Exercise inputs:
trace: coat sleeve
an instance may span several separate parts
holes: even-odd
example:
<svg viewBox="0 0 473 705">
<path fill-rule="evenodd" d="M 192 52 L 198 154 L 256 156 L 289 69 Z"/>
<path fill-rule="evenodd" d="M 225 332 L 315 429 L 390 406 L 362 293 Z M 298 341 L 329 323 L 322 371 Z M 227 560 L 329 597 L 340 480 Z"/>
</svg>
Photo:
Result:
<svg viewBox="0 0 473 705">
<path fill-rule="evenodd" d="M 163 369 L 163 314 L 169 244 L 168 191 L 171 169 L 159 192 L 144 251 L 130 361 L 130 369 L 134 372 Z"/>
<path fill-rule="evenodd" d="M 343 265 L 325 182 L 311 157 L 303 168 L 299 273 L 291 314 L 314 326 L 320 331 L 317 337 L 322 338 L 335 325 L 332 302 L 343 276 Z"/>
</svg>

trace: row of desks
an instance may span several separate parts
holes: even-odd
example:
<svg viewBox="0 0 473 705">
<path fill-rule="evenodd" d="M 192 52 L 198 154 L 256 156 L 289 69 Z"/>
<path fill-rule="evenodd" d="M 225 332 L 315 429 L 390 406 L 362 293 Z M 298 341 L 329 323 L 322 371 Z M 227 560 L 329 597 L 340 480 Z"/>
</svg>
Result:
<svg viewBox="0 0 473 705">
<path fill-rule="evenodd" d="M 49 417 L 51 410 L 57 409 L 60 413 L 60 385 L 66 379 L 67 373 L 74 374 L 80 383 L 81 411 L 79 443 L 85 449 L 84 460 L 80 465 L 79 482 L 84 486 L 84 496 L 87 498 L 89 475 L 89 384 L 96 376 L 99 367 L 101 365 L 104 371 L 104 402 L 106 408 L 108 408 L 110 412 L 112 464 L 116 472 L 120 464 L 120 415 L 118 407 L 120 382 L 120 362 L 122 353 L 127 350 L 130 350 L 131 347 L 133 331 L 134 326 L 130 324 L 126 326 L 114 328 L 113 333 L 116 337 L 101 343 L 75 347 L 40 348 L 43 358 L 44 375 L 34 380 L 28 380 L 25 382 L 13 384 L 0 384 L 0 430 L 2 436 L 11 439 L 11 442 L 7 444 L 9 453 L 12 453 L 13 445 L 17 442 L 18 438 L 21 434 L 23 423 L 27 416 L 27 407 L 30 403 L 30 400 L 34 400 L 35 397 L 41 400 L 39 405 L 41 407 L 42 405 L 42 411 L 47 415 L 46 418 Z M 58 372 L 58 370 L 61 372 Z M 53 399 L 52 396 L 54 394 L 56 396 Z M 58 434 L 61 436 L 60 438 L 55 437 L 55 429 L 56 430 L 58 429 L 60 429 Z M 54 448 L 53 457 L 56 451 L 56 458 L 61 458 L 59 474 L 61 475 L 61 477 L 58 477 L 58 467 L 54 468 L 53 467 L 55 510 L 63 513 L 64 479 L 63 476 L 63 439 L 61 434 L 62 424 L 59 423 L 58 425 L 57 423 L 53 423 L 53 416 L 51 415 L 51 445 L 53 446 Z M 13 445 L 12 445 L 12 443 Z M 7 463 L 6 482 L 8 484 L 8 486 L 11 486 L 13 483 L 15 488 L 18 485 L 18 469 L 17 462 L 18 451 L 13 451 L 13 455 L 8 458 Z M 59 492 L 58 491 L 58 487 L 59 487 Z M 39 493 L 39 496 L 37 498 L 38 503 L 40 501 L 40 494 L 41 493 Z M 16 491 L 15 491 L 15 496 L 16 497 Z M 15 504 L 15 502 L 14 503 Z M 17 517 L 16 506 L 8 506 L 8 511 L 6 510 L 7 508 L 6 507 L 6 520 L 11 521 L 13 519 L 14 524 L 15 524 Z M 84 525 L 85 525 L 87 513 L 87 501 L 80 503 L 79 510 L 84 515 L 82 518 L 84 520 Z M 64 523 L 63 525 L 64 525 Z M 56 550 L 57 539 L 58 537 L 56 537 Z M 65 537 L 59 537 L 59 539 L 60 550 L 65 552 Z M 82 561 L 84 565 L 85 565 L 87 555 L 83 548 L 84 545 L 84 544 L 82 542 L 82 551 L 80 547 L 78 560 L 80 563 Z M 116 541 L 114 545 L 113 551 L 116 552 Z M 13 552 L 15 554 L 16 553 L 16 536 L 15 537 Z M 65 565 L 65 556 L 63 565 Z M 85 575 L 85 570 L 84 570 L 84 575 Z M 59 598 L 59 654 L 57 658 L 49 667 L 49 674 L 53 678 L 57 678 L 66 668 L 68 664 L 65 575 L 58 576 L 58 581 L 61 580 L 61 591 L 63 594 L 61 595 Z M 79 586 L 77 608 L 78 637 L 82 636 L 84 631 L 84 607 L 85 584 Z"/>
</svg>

Work to complete: Rewrite both entries above with every "trace" changed to "outline", and leave everything else unchanged.

Task solution:
outline: coat sleeve
an instance may span several separate parts
holes: even-odd
example:
<svg viewBox="0 0 473 705">
<path fill-rule="evenodd" d="M 192 52 L 198 154 L 256 156 L 289 69 Z"/>
<path fill-rule="evenodd" d="M 225 332 L 315 429 L 390 406 L 362 293 Z M 298 341 L 329 323 L 322 371 Z M 227 560 L 329 597 L 340 480 Z"/>
</svg>
Photo:
Result:
<svg viewBox="0 0 473 705">
<path fill-rule="evenodd" d="M 163 369 L 163 314 L 169 244 L 168 191 L 171 169 L 159 192 L 144 251 L 130 361 L 130 369 L 134 372 Z"/>
<path fill-rule="evenodd" d="M 343 265 L 325 182 L 311 157 L 303 168 L 299 273 L 291 314 L 314 326 L 320 331 L 317 337 L 322 338 L 335 325 L 332 302 L 343 276 Z"/>
</svg>

outline: row of desks
an instance may span several separate parts
holes: even-odd
example:
<svg viewBox="0 0 473 705">
<path fill-rule="evenodd" d="M 192 52 L 198 154 L 256 156 L 289 69 Z"/>
<path fill-rule="evenodd" d="M 225 332 L 315 429 L 390 406 L 362 293 Z M 298 341 L 329 323 L 322 371 Z M 227 560 L 329 597 L 340 480 Z"/>
</svg>
Result:
<svg viewBox="0 0 473 705">
<path fill-rule="evenodd" d="M 49 417 L 51 410 L 57 409 L 60 413 L 60 385 L 66 379 L 67 373 L 74 374 L 80 383 L 81 411 L 79 443 L 85 449 L 84 460 L 80 465 L 79 482 L 84 486 L 84 496 L 87 498 L 89 475 L 89 384 L 96 376 L 99 367 L 101 365 L 104 371 L 104 402 L 106 408 L 108 408 L 110 412 L 112 464 L 116 472 L 120 464 L 120 415 L 118 407 L 120 382 L 120 362 L 122 353 L 127 350 L 130 350 L 131 347 L 133 331 L 134 326 L 130 324 L 126 326 L 114 328 L 113 333 L 116 337 L 101 343 L 75 347 L 40 348 L 43 358 L 44 375 L 34 380 L 28 380 L 25 382 L 13 384 L 0 384 L 0 430 L 2 436 L 11 439 L 11 442 L 7 444 L 9 453 L 12 453 L 13 445 L 17 442 L 18 438 L 21 434 L 23 423 L 27 416 L 27 407 L 30 403 L 30 400 L 34 400 L 35 397 L 41 400 L 39 405 L 41 407 L 42 405 L 42 411 L 47 415 L 46 418 Z M 58 372 L 58 370 L 61 372 Z M 53 399 L 52 396 L 54 394 L 56 396 Z M 58 434 L 61 436 L 60 438 L 55 437 L 55 429 L 56 430 L 58 429 L 60 429 Z M 54 448 L 53 457 L 56 451 L 56 458 L 61 458 L 59 474 L 61 475 L 61 477 L 58 477 L 58 467 L 54 468 L 53 467 L 55 510 L 63 513 L 64 479 L 63 476 L 63 439 L 61 434 L 62 424 L 59 423 L 58 425 L 57 423 L 53 423 L 53 416 L 51 415 L 51 445 L 53 446 Z M 13 445 L 12 445 L 12 443 Z M 7 463 L 6 482 L 8 484 L 8 486 L 11 486 L 13 483 L 15 488 L 18 485 L 18 469 L 17 462 L 18 451 L 13 451 L 13 455 L 8 458 Z M 59 492 L 58 491 L 58 487 L 59 487 Z M 39 493 L 39 496 L 37 498 L 38 503 L 40 501 L 40 494 L 41 493 Z M 16 491 L 15 491 L 15 496 L 16 497 Z M 15 504 L 15 502 L 14 503 Z M 17 517 L 16 506 L 8 506 L 8 511 L 6 510 L 7 508 L 6 507 L 6 520 L 11 521 L 13 519 L 14 524 L 15 524 Z M 84 525 L 85 525 L 87 513 L 87 501 L 80 503 L 79 510 L 84 515 L 82 518 L 84 520 Z M 64 523 L 63 525 L 64 525 Z M 56 550 L 57 539 L 58 537 L 56 537 Z M 65 537 L 59 537 L 59 539 L 60 550 L 65 552 Z M 82 561 L 84 565 L 85 565 L 87 555 L 83 548 L 84 545 L 84 544 L 82 542 L 82 551 L 80 547 L 78 560 L 80 563 Z M 116 541 L 114 545 L 113 551 L 116 552 Z M 13 552 L 15 554 L 16 553 L 16 536 L 15 537 Z M 65 565 L 65 556 L 63 565 Z M 85 575 L 85 570 L 84 570 L 84 575 Z M 59 598 L 59 654 L 57 658 L 49 667 L 49 674 L 53 678 L 57 678 L 66 668 L 68 664 L 65 575 L 58 576 L 58 581 L 61 580 L 61 591 L 63 594 L 61 595 Z M 79 586 L 77 608 L 78 637 L 82 636 L 84 631 L 84 607 L 85 584 Z"/>
</svg>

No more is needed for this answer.